**文書の抜粋**
........
2023年度活動レポート(一般公募プログラム)第115号 (Bコース)
重粒子線生物学研究の発展を目指した中国人若手研究者との研究交流
国立研究開発法人量子科学技術研究開発機構
量子生命・医学部門 放射線医学研究所
放射線影響研究部 食習慣影響機構研究グループ
上席研究員 勝部孝則さんからの報告
さくらサイエンスプログラムにより、2023年11月25日~12月15日の日程で中国科学院近代物理研究所(IMP)から2名の若手研究者(ポスドク、大学院生)が来日しました。
X線等に比べ生物効果の高い重粒子線は、医療分野では、副作用が少なく治療効果の高い放射線として注目を集めています。また、宇宙開発分野では、月や火星への有人探査において宇宙放射線に含まれる重粒子線への被ばくが見込まれており、その生物影響の程度や機序への関心が高まっています。しかしながら、重粒子線研究に利用可能な加速器を備える研究施設は世界的にも限られています。
........
**画像に基づくポインティングデータ**

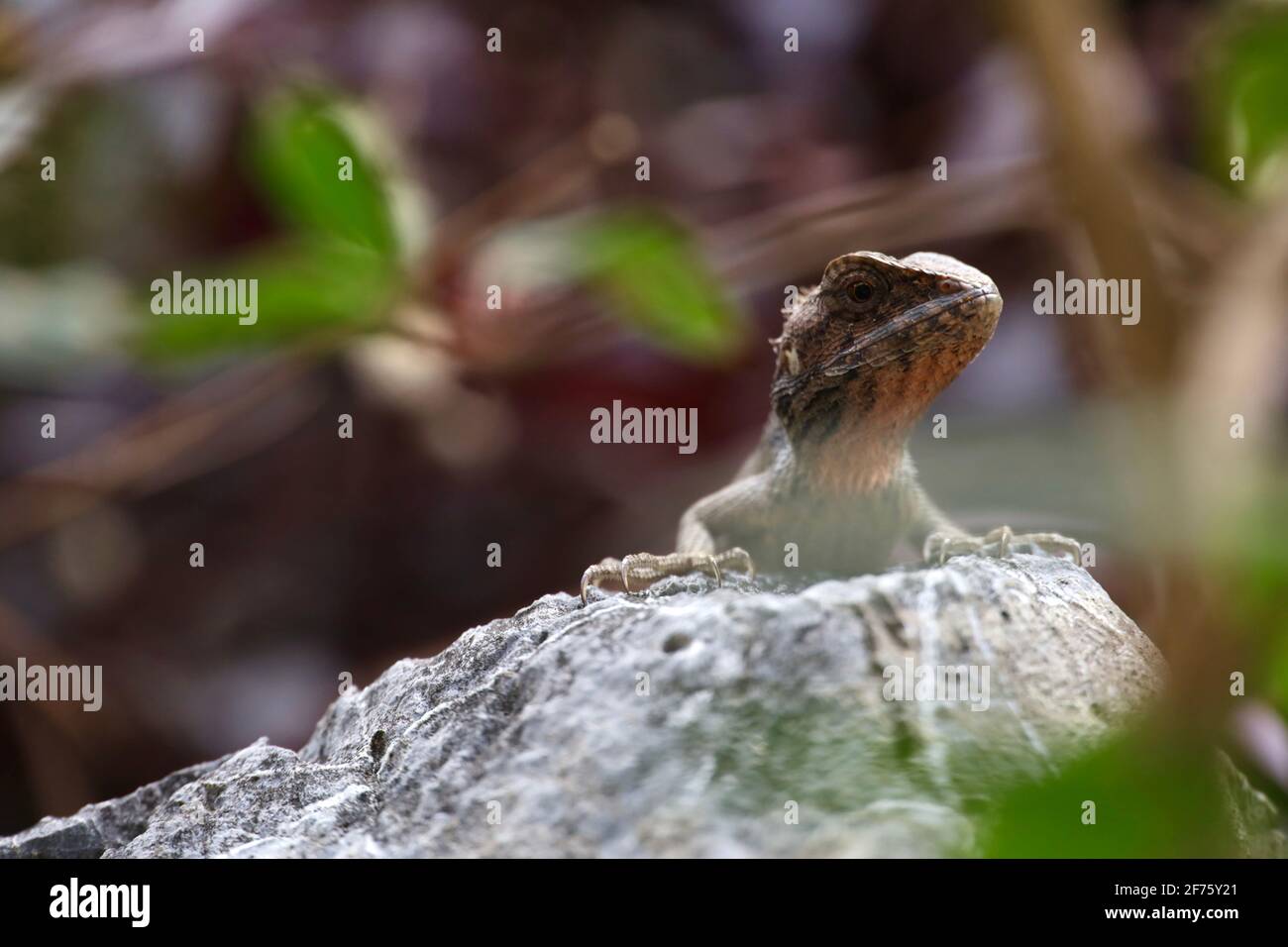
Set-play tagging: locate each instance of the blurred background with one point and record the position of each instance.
(519, 169)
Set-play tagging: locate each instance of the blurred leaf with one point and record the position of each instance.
(296, 150)
(1154, 797)
(304, 287)
(652, 274)
(1243, 93)
(58, 320)
(1253, 560)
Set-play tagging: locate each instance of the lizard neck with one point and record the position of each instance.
(858, 442)
(861, 457)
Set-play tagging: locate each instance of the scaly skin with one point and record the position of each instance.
(859, 360)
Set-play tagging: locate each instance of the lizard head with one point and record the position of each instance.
(866, 352)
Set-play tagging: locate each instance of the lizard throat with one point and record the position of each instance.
(858, 446)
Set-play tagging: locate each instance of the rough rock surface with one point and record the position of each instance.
(688, 722)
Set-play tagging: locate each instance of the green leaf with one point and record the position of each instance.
(1154, 796)
(1243, 94)
(653, 278)
(297, 145)
(301, 289)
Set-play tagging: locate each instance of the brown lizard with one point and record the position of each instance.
(859, 360)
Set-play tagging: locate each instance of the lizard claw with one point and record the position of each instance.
(640, 570)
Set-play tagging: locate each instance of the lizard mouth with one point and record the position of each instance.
(866, 350)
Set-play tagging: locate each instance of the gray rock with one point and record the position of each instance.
(690, 722)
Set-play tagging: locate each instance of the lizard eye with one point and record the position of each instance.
(864, 292)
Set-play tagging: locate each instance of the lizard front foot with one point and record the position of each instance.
(940, 547)
(639, 571)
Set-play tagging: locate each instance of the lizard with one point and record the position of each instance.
(859, 359)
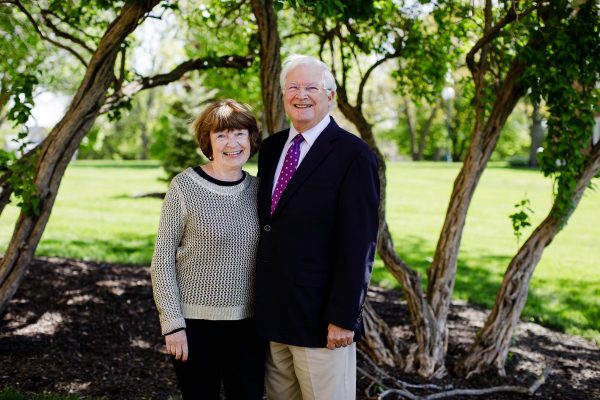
........
**設問**
• A. 活動レポートの内容と次の(i)〜(iii)が合っているかを、それぞれ「はい」か「いいえ」で答えてください。根拠となる活動レポートの語句もそのまま引用してください。
(i) 中国科学院近代物理研究所から来日した若手研究者は3名である。
(ii) 重粒子線はX線等に比べ生物効果が高い。
(iii) 重粒子線研究に利用可能な加速器を備える研究施設は、世界的に見て数が多い。
• B. 活動レポートの一部を一字も変えずに書き写してください。範囲は「重粒子線生物学研究の発展を目指した中国人若手研究者との研究交流」を含む箇所から始まり、「は世界的にも限られています。」で終わります。
• C. 重粒子線生物学の研究交流に関する活動レポートの続きを、最後の文の次から書き進めてください。

**各設問の解答**
• A.
(i) いいえ。「2名の若手研究者(ポスドク、大学院生)が来日しました」
(ii) はい。「X線等に比べ生物効果の高い重粒子線は」
(iii) いいえ。「重粒子線研究に利用可能な加速器を備える研究施設は世界的にも限られています」

• B.
重粒子線生物学研究の発展を目指した中国人若手研究者との研究交流
国立研究開発法人量子科学技術研究開発機構
量子生命・医学部門 放射線医学研究所
放射線影響研究部 食習慣影響機構研究グループ
上席研究員 勝部孝則さんからの報告
さくらサイエンスプログラムにより、2023年11月25日~12月15日の日程で中国科学院近代物理研究所(IMP)から2名の若手研究者(ポスドク、大学院生)が来日しました。
X線等に比べ生物効果の高い重粒子線は、医療分野では、副作用が少なく治療効果の高い放射線として注目を集めています。また、宇宙開発分野では、月や火星への有人探査において宇宙放射線に含まれる重粒子線への被ばくが見込まれており、その生物影響の程度や機序への関心が高まっています。しかしながら、重粒子線研究に利用可能な加速器を備える研究施設は世界的にも限られています。

• C.
当機構は、世界初の医療用重粒子線照射装置HIMACを1993年に完成し、以来15,000症例を越える治療事績を重ねています。さらに、X線発生装置、γ線照射装置に加え、細胞用マイクロビーム照射装置(陽子線)、中性子発生装置など、特殊な放射線発生装置を有しており、放射線医学、放射線生物学において、世界有数の研究施設と自負しております。我々の研究グループでは、当機構で樹立したDNA損傷応答関連遺伝子欠損ヒト細胞株や、モデル動物(マウス)を用いて、重粒子線とX線の生物影響の相違や、精神的ストレスや食習慣による放射線影響修飾についての研究に取り組んでいます。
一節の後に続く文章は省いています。